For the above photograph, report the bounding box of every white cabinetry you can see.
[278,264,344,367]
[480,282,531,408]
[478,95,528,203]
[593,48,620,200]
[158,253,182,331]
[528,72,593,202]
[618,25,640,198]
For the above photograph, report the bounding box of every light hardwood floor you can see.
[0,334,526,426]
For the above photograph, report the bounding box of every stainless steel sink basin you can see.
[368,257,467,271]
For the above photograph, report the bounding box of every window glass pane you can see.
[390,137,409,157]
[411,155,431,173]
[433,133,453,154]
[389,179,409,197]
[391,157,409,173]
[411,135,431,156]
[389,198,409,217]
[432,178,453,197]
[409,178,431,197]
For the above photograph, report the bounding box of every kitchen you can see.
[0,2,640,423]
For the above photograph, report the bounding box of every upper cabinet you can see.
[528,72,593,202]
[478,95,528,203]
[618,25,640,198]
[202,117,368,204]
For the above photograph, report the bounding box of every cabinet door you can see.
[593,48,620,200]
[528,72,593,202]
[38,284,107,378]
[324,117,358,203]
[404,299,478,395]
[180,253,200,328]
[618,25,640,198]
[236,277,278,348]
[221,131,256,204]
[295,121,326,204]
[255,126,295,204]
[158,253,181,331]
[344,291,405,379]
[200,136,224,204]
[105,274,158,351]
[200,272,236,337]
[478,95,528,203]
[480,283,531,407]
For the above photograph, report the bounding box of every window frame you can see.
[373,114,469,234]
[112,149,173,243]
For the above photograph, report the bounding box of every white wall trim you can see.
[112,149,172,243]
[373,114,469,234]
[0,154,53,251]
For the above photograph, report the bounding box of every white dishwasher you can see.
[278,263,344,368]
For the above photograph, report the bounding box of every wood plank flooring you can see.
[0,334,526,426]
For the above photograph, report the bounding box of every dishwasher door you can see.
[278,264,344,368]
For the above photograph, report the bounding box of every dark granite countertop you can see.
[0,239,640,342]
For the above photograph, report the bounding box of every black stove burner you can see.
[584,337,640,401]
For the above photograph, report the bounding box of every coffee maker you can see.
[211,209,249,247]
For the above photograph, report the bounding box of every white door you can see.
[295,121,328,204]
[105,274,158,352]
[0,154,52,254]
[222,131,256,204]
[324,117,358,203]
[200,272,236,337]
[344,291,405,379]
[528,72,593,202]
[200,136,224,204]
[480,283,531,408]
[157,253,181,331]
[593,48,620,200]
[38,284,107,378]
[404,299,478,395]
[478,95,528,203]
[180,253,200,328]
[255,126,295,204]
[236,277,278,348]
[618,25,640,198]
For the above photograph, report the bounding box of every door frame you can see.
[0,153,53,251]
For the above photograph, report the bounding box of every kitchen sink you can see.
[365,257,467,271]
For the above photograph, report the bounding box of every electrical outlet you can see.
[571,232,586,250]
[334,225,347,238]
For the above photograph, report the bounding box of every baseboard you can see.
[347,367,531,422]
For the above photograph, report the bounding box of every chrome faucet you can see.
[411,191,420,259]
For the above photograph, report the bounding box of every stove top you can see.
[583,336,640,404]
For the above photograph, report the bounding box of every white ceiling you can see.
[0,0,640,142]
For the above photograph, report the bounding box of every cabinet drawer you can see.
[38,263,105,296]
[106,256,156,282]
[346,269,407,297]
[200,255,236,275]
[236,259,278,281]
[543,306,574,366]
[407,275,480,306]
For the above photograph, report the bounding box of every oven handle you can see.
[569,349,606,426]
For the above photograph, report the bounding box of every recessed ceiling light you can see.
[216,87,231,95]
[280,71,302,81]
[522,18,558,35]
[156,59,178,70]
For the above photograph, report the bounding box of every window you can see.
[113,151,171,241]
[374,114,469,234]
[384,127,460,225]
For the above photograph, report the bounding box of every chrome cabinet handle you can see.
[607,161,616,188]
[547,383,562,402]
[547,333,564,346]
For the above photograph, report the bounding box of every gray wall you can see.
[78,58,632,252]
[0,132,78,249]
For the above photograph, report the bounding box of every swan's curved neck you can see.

* * * * * * *

» **TASK DESCRIPTION**
Copy every item above word for word.

» **WRITTEN ANSWER**
For the above photograph, report the bounding box of every white cabinetry you can see.
[278,264,344,367]
[480,282,531,408]
[478,95,528,203]
[593,48,620,200]
[158,253,182,331]
[528,72,593,202]
[618,25,640,198]
For the above photograph, report the bounding box of every light hardwood floor you can see.
[0,334,526,426]
For the above photograph, report the bounding box of every stainless steel sink basin you can see.
[368,257,467,271]
For the above photograph, report the bounding box of every window glass pane you can see.
[390,137,409,157]
[411,155,431,173]
[433,133,453,154]
[389,179,409,197]
[391,157,409,173]
[411,135,431,156]
[389,198,409,217]
[432,178,453,197]
[409,178,431,197]
For the above photograph, report the bounding box of every kitchen you can see.
[0,2,640,423]
For the above photograph, report the bounding box of every upper cabinet you can see.
[528,72,593,202]
[478,95,528,203]
[618,25,640,198]
[202,117,368,204]
For the above photograph, report the bounding box of every cabinet door you can see.
[593,48,620,200]
[528,72,593,202]
[38,284,107,378]
[324,117,358,203]
[404,299,478,395]
[180,253,200,328]
[618,25,640,198]
[236,277,278,348]
[221,131,256,204]
[295,121,326,204]
[255,126,295,204]
[158,253,181,331]
[344,291,405,379]
[200,136,224,204]
[105,274,158,351]
[200,272,236,337]
[478,95,528,203]
[480,283,531,407]
For the above photograph, report the bounding box of every window frame you can see.
[373,114,469,234]
[112,149,173,243]
For the above photograph, report the bounding box of every white wall trim you can see.
[112,149,172,243]
[373,114,469,234]
[0,154,53,251]
For the above photograph, report the bounding box of every white dishwasher you can see.
[278,263,344,368]
For the above photograph, report the bounding box of every wood plank flooring you can see.
[0,334,526,426]
For the above photograph, report the bounding box of every dishwasher door you can see.
[278,264,344,368]
For the above photograph, report the bounding box of every dark granite countertop you can see.
[0,239,640,342]
For the above photograph, report the bounding box of every black stove burner you can see.
[584,337,640,401]
For the above photograph, report the bounding box of every coffee maker you can see.
[211,209,249,247]
For the above photograph, report the bounding box of every white door you can see.
[295,121,328,204]
[105,274,158,352]
[0,154,52,254]
[222,131,256,204]
[324,117,358,203]
[200,272,236,337]
[344,291,405,379]
[528,72,593,202]
[200,136,224,204]
[480,283,531,408]
[157,253,181,331]
[593,48,620,200]
[38,284,107,378]
[404,299,478,395]
[478,95,528,203]
[180,253,200,328]
[255,126,295,204]
[236,277,278,348]
[618,25,640,198]
For the above photograph, report the bounding box of every door frame you can see.
[0,153,53,251]
For the above photograph, report the bounding box of every kitchen sink you can see.
[365,257,467,271]
For the above photograph, report the bounding box of every electrical outlet you can see.
[571,232,586,250]
[334,225,347,238]
For the above photograph, report the bounding box of every baseboard you can see.
[347,367,531,422]
For the above photograph, report the bounding box of every chrome faucet you can see.
[411,191,420,259]
For the above photograph, report the bounding box of every stove top you can see.
[583,336,640,404]
For the above photograph, report the bounding box of every white ceiling you can see.
[0,0,640,142]
For the above photograph, report the bounding box of every cabinet drawer you can see.
[38,263,105,296]
[106,256,156,282]
[346,269,407,297]
[200,255,236,275]
[236,259,278,281]
[543,306,574,366]
[407,275,480,306]
For the above photograph, report the bounding box of every oven handle you can see.
[569,349,606,426]
For the above photograph, report the bounding box of every recessed ceiling light you can see.
[216,87,231,95]
[280,71,302,81]
[522,18,558,35]
[156,59,178,70]
For the above photograph, report the bounding box of every window you can see.
[113,151,171,241]
[374,114,469,234]
[384,127,460,225]
For the above photograph, report the bounding box of every chrome cabinet handle you can see.
[607,161,616,188]
[547,383,562,402]
[547,333,564,346]
For the above photograph, report the bounding box of every gray wall you can see.
[78,58,632,252]
[0,132,78,249]
For the above photograph, report the bounding box of every swan's curved neck you can see.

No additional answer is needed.